Required action - Please show every line in the entries below that includes the word "tree".
[[ Information shown open ]]
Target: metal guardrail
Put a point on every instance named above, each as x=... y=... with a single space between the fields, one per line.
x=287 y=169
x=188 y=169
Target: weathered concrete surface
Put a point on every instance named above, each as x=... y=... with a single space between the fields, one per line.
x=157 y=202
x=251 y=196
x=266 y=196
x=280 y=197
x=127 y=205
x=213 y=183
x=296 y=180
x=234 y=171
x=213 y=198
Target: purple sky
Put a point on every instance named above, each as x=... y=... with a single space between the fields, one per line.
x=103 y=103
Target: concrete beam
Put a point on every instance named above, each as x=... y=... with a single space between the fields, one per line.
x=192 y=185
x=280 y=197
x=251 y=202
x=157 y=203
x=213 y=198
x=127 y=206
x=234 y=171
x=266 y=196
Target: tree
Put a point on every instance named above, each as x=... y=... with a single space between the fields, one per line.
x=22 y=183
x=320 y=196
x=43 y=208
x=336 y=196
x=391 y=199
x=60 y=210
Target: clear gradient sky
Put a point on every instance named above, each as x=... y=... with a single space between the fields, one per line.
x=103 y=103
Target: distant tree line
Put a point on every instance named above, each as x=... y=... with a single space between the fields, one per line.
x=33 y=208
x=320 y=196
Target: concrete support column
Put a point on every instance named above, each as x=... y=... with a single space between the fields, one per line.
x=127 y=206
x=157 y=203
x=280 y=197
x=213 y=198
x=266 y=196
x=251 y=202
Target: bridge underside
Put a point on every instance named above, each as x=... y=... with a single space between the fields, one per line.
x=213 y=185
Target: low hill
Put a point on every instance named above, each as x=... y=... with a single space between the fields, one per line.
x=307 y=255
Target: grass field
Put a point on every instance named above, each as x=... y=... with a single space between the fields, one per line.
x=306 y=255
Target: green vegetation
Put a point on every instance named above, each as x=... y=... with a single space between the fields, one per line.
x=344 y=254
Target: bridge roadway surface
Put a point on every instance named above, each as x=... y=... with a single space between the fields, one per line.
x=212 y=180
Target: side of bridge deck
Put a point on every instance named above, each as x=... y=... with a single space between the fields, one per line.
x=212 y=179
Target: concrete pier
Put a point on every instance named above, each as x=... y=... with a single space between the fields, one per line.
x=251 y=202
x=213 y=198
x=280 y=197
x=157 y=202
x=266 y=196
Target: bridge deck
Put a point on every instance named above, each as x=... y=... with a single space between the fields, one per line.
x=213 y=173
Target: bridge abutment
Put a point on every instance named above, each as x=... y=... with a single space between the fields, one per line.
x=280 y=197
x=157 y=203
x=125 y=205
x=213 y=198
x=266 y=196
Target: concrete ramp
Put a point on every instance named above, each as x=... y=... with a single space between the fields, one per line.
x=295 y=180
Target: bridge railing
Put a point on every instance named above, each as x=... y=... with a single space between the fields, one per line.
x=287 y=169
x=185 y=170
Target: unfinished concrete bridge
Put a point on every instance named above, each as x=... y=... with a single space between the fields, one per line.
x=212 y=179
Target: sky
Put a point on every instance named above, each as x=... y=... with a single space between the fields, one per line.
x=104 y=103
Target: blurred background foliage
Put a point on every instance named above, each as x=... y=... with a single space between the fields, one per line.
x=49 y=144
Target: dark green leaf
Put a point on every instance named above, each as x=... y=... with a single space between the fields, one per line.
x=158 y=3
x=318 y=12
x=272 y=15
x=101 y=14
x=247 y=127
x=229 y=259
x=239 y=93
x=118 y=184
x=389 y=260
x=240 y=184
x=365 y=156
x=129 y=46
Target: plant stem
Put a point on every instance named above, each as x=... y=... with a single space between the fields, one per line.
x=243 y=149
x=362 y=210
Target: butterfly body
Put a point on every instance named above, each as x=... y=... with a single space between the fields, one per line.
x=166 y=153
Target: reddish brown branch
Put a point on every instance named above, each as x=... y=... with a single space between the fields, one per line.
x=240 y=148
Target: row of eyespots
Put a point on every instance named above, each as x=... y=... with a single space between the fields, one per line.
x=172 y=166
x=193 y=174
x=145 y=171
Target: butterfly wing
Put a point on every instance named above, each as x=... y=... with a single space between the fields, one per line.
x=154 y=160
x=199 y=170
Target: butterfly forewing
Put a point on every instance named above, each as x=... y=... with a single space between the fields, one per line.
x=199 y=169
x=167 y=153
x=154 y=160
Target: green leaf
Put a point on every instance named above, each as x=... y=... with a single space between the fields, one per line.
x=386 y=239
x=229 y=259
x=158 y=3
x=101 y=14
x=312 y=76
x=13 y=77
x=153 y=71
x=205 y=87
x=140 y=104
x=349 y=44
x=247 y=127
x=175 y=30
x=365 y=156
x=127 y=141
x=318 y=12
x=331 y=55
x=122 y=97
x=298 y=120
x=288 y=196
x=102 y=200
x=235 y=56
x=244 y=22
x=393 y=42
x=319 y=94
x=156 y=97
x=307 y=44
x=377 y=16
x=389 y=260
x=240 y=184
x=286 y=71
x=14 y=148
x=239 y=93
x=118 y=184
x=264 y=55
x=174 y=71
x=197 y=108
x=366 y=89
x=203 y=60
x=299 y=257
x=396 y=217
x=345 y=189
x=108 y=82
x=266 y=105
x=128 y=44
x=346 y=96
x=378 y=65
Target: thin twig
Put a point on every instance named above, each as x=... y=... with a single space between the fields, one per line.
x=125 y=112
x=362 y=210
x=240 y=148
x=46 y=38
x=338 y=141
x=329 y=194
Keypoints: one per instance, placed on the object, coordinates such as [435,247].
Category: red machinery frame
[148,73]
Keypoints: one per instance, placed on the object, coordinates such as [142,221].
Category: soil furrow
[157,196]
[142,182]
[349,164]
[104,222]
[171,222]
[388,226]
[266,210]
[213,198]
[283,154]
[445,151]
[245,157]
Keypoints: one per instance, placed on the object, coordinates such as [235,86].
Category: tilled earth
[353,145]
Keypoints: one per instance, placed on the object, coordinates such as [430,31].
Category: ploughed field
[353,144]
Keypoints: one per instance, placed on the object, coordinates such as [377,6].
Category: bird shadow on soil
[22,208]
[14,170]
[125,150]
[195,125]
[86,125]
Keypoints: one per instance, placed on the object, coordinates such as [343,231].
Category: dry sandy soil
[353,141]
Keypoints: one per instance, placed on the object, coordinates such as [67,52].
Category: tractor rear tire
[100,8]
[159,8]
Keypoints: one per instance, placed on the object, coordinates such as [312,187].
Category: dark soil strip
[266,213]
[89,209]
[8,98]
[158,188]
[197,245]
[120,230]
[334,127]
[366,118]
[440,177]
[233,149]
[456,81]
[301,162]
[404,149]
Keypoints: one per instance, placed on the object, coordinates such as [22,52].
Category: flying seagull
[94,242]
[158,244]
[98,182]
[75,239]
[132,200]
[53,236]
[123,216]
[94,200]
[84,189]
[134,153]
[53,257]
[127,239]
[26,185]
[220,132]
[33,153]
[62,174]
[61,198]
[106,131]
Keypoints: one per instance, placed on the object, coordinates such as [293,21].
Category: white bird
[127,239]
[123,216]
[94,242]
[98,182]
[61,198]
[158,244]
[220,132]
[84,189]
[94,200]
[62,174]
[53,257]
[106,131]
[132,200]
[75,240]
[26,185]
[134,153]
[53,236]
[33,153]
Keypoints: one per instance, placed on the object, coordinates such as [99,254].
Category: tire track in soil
[[ Information shown closed ]]
Output for this exercise -
Target: tree
Target: distant tree line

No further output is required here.